*Brief*.
Please list every person the text names.

*Text*.
Her own research is on fluid inclusions (tiny trapped water globules) in 830 million-year-old salt deposits from central Australia. “We think the area this salt comes from was deposited in an area that had a series of hyper saline lakes, up to 10 times saltier than seawater, similar to those in Death Valley [a practice site for Perseverance].

“During this time the only life on Earth was microorganisms and some of these were contained in fluid inclusions, the tiny bits of water that get trapped as salt is growing. So the fluid inclusions are a snapshot of the past. They can tell us a lot about the surface waters the salt grew in (like salinity and water chemistry, atmospheric conditions at the time it was growing), and now we’re learning about how they can tell us about the microscopic life in those ancient waters, which won’t have altered since the rocks were formed.

“There’s a lot of evidence that microorganisms can survive (still be alive) in fluid inclusions for up to 250 million years. This, plus my research that’s able to recognize them in rocks after 830 million years, gives us a lot of hope that we would be able to find evidence of life in similar rocks on Mars.”

Schreder-Gomes found her niche in geology by accident. “When I applied to St. Norbert, I hadn’t decided on my major and they paired me with a geology major who showed me around: we’re still friends. I came to realize that geologists are all kinds of scientists – chemists, physicists and biologists – but we do it in our own way.

“My training as a geologist at SNC prepared me well for graduate school. I was a first-generation college student and the mentoring I was given made it possible to do what I do now. I was taught how to make detailed observations and interpret them within a wider context.

She was led towards her research in ancient rocks by studies in the St. Norbert fossil prep lab with Rebecca McKean ’04 (Geology), where McKean and her students are Unpacking a Plesiosaur

“I’m a sedimentologist, not a paleontologist, but as I’m studying microorganisms – which are microfossils – I am thinking like a paleontologist too. I am looking for biosignatures, which is one of the goals of the NASA rover program.”

She is also grateful for the ample field experiences at St. Norbert. “Our professors really put in the extra effort to make sure we got this – something that has stuck with me through the years is professor of geology Tim Flood saying that we should never pass up an opportunity to go in the field or look at samples, because ‘the difference between a good geologist and a great geologist is that a great geologist has seen more rocks.’ ”

Now she has had a chance to observe the unique challenges of fieldwork with NASA’s virtual field assistant (Percy) as Benison and other return sample scientists tackled the huge responsibility of deciding where to take samples and how many to take at various locations on the rover’s path in and around Jezero Crater. (Jezero was chosen because the crater is believed to have once held a longstanding lake.)

*Information*.
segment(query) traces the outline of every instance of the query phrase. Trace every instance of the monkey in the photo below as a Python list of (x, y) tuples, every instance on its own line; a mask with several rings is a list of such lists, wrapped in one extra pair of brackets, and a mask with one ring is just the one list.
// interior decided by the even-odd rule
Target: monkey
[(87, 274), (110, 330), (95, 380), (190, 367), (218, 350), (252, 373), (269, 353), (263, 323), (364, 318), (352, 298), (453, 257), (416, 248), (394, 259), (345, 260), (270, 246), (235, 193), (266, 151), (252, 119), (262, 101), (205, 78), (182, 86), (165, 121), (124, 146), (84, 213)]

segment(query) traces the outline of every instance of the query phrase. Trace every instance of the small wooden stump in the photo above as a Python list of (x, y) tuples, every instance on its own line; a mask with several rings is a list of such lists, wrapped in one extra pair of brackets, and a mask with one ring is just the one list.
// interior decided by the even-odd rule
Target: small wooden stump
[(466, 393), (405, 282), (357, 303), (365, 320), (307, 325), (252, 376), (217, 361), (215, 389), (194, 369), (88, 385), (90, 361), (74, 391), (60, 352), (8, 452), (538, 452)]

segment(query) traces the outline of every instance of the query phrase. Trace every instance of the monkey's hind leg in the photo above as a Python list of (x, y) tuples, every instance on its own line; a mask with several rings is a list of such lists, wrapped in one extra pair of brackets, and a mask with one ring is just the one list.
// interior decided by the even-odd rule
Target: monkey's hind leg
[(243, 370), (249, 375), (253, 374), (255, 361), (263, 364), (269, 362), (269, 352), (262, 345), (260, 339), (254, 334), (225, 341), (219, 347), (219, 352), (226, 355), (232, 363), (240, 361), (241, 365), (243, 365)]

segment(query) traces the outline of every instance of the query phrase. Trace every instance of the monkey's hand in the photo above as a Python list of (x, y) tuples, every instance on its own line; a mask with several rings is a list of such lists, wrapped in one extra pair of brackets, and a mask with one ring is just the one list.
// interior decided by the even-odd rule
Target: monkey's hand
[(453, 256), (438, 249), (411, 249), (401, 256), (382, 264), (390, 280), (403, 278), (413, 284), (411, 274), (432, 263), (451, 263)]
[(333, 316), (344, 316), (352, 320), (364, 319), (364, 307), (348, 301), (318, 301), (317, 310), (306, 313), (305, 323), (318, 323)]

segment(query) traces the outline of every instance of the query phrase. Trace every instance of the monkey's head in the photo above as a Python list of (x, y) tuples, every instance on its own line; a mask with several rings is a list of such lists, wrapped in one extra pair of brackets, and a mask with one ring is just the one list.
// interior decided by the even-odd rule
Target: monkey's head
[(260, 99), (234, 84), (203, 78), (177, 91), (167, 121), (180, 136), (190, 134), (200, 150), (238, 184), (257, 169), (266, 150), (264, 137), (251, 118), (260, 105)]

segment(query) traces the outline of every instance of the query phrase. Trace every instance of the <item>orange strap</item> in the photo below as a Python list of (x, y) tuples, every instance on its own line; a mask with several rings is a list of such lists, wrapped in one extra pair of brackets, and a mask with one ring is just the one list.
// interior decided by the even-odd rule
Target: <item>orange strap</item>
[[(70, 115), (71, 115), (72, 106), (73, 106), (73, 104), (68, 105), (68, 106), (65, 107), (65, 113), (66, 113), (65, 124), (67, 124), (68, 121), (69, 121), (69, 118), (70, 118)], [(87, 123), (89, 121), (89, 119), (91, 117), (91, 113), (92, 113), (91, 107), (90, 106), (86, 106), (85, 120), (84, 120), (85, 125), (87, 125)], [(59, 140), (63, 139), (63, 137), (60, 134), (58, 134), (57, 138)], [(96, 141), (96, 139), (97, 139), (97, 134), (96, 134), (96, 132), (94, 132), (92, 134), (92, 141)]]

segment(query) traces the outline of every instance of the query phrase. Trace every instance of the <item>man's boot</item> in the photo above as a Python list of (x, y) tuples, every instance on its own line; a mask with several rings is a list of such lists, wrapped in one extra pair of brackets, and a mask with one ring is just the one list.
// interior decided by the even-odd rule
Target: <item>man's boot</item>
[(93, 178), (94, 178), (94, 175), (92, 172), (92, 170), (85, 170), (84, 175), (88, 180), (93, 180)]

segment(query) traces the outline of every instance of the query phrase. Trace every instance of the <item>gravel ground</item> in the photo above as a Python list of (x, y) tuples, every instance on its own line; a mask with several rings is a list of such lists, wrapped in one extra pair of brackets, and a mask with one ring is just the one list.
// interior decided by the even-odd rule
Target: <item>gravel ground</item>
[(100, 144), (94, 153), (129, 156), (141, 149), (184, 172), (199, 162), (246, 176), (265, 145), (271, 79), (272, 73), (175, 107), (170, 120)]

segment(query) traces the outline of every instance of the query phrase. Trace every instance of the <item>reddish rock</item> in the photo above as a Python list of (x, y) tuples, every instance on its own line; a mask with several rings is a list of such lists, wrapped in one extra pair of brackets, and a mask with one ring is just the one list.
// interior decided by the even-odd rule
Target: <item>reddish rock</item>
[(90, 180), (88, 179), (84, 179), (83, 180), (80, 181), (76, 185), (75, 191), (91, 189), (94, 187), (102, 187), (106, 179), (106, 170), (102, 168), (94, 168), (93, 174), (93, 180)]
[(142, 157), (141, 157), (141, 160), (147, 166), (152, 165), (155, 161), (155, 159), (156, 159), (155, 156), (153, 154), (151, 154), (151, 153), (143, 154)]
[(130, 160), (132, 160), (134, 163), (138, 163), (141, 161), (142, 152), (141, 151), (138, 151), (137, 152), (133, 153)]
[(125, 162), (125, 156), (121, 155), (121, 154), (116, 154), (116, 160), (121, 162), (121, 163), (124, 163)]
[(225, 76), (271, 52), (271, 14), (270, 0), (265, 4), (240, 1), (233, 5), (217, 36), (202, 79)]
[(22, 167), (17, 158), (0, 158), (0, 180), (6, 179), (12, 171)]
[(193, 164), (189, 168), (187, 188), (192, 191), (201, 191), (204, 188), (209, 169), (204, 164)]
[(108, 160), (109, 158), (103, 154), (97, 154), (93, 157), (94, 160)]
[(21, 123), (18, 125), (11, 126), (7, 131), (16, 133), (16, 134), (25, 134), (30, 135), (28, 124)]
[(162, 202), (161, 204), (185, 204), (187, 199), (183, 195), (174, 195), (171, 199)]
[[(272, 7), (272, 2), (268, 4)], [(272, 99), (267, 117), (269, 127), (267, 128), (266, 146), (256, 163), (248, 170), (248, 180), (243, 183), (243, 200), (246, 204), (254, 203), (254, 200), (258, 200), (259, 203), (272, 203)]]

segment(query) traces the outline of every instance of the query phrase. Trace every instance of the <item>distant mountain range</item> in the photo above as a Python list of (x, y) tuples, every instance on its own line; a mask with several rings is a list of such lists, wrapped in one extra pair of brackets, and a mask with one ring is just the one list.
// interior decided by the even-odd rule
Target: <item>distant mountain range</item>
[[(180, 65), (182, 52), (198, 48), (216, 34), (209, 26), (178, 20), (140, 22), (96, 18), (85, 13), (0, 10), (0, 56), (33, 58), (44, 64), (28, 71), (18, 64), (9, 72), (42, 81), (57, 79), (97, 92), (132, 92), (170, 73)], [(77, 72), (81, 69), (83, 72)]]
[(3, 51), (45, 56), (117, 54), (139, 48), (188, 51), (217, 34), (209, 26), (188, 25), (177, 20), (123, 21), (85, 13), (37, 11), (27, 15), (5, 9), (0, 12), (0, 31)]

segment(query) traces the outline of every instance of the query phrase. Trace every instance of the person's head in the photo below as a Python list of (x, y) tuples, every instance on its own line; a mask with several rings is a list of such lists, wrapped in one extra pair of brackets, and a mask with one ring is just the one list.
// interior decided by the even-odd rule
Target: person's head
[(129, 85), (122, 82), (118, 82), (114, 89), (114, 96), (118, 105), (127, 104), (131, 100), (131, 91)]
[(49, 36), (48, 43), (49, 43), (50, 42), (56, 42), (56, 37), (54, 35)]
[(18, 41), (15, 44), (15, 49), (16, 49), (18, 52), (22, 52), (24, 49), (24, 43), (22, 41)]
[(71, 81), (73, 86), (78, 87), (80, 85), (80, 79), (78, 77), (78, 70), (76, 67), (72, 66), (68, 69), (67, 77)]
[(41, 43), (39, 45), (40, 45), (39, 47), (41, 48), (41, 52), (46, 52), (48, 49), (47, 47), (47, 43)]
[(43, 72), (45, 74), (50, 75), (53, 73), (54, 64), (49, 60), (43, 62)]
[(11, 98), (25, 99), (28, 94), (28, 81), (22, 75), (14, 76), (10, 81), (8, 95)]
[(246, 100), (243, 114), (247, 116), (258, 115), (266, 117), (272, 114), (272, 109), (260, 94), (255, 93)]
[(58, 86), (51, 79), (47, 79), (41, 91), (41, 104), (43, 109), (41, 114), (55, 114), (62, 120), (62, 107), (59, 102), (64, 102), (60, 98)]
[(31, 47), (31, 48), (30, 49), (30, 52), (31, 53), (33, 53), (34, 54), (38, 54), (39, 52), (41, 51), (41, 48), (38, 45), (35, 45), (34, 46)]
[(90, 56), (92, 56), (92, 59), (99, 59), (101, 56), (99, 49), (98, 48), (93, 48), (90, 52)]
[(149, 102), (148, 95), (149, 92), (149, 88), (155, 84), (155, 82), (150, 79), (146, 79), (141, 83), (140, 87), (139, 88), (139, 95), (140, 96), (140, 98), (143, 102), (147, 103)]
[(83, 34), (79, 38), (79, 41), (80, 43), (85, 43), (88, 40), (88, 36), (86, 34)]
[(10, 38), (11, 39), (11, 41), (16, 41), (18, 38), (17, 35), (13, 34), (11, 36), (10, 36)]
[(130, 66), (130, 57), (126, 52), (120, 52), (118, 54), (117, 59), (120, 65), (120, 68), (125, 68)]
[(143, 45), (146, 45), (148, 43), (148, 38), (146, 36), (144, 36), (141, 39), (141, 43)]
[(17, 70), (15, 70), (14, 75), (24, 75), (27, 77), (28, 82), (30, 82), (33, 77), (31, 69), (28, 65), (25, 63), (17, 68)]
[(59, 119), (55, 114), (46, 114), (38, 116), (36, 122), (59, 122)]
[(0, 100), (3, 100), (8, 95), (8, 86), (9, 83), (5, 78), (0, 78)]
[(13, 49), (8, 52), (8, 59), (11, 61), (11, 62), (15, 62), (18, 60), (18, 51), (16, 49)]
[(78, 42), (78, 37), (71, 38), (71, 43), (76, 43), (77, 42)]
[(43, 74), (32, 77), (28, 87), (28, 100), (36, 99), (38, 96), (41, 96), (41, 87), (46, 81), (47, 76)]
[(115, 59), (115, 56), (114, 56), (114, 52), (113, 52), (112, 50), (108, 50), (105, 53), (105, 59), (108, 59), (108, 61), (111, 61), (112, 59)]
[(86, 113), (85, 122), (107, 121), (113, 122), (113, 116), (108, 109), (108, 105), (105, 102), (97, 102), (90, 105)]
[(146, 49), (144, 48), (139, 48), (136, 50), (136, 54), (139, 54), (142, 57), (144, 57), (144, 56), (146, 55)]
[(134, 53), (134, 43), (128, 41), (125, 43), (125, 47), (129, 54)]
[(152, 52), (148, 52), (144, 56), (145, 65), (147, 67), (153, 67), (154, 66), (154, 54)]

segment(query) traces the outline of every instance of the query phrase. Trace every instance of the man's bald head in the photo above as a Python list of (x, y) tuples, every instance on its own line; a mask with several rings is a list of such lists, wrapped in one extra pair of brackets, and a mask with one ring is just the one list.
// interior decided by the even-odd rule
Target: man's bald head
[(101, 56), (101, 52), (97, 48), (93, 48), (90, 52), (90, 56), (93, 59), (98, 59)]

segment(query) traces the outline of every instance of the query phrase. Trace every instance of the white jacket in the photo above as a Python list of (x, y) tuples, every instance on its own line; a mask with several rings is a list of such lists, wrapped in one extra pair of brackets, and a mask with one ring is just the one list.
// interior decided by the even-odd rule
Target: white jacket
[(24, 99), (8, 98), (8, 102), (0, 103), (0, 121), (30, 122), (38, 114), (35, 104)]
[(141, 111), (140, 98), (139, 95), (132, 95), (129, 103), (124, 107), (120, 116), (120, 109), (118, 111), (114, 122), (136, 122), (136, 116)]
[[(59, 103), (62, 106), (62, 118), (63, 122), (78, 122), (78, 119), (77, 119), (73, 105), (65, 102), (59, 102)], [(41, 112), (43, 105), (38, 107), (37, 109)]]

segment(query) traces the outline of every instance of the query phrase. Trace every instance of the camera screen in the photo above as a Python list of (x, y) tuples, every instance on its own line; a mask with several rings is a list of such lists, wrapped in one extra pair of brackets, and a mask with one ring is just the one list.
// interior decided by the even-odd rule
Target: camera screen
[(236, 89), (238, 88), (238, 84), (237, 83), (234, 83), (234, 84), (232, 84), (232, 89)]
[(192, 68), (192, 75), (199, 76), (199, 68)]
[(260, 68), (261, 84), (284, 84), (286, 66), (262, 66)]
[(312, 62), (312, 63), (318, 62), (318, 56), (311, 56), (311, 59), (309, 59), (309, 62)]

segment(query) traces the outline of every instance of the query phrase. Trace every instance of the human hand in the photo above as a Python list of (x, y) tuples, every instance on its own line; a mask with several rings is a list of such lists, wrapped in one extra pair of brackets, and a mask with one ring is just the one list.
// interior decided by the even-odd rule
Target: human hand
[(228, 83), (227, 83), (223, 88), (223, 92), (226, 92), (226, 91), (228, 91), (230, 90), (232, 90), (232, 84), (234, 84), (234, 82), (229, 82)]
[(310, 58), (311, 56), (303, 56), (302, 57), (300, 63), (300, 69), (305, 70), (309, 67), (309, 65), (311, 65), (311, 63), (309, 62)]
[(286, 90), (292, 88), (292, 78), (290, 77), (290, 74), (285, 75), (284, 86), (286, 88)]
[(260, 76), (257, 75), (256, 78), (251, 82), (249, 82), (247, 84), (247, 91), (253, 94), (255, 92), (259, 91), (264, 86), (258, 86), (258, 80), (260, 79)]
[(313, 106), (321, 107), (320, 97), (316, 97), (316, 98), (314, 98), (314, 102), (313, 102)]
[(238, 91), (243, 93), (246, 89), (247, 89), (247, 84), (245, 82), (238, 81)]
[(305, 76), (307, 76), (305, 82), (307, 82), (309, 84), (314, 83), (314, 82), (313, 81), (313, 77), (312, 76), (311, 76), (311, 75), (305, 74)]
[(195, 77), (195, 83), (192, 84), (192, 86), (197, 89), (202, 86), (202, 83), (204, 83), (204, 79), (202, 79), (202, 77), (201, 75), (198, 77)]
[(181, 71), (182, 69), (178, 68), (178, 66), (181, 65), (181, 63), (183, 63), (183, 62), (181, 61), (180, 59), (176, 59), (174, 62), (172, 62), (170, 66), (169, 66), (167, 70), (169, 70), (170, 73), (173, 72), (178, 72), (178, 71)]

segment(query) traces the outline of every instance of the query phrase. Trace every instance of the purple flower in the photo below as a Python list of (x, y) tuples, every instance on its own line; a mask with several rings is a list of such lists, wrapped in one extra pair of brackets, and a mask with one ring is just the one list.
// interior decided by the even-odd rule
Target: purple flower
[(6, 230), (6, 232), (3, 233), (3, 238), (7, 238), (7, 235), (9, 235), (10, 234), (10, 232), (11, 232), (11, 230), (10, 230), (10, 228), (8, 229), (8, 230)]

*Answer box*.
Schreder-Gomes
Rebecca McKean
Tim Flood
Benison